(Document text):

○ ○ ○ ○

Thanks Ted!  I made the list!  I still put in Flux Aeterna every now 
and then and mp3s of it are in my iPod.  I don't know whether or not 
you've influenced me, but you sure have entertained me.

Keep up the loops,

Mark Sottilaro

On Thursday, June 26, 2003, at 01:17  PM, ArsOcarina@aol.com wrote:

> Hi all,
>
> I first heard "live" looping in 1972 by being taken to the home of an
> friend of a friend in an old Victorian house in Oxnard, CA. The player
> was a mid-to-late-20s-ish hippie guitarist named Randy Jones. I'd
> never heard of him before (or since) and I have absolutely no idea
> who his musical influences were. He was undoubtedly more influenced
> by major doses of cannabis than anything else (but let's not start
> THAT particular thread again, please).

○ ○ ○ ○

[Object position labeling data]

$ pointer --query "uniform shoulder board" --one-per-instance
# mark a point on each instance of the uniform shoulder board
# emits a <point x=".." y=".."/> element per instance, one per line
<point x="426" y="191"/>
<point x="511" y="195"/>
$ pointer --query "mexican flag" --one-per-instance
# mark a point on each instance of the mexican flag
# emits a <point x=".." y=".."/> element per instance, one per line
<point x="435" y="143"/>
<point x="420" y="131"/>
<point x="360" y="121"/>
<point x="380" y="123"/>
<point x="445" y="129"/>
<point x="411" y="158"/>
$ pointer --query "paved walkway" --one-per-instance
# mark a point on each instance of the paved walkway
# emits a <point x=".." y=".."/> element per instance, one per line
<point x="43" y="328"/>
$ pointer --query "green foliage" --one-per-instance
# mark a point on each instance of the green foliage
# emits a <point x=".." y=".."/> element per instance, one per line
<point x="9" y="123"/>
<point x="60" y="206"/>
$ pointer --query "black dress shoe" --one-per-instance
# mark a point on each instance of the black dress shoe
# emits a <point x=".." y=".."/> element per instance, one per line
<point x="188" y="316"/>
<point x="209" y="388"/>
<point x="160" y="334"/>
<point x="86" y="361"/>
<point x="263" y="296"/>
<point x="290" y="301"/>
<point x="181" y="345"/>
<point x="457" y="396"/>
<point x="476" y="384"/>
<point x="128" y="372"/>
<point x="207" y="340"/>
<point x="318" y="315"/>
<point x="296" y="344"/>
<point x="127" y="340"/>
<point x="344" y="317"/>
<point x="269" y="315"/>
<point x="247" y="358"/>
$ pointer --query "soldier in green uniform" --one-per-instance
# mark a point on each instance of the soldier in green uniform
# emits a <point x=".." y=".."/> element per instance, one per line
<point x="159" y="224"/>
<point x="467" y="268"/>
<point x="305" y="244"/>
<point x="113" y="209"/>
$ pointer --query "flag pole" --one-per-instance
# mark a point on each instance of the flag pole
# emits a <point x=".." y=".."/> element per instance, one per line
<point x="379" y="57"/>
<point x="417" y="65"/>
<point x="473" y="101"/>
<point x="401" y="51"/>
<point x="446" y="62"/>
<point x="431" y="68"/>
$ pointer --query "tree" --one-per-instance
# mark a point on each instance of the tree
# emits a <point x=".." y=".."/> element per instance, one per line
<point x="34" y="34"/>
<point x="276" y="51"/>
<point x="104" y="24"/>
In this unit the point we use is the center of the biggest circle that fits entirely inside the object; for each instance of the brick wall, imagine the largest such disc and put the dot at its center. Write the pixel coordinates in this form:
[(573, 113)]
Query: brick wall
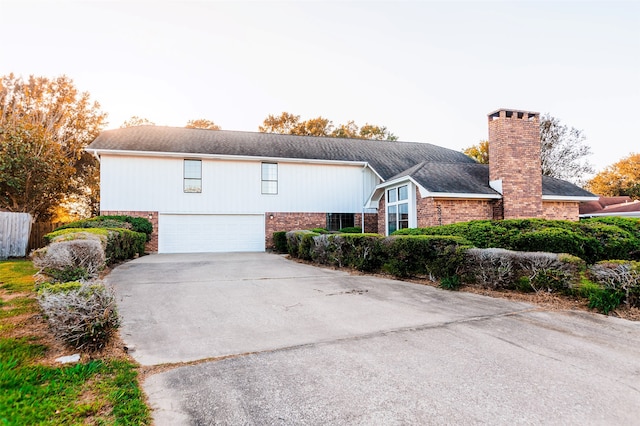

○ ○ ○ ○

(Written task 1): According to the email, in what town was the old Victorian house where looping was first heard live?
(Written task 2): Output the part of the email starting with "On Thursday, June" and going on through "thread again, please).", copied word for word.

(Full output 1): Oxnard, CA.

(Full output 2):
On Thursday, June 26, 2003, at 01:17  PM, ArsOcarina@aol.com wrote:

> Hi all,
>
> I first heard "live" looping in 1972 by being taken to the home of an
> friend of a friend in an old Victorian house in Oxnard, CA. The player
> was a mid-to-late-20s-ish hippie guitarist named Randy Jones. I'd
> never heard of him before (or since) and I have absolutely no idea
> who his musical influences were. He was undoubtedly more influenced
> by major doses of cannabis than anything else (but let's not start
> THAT particular thread again, please).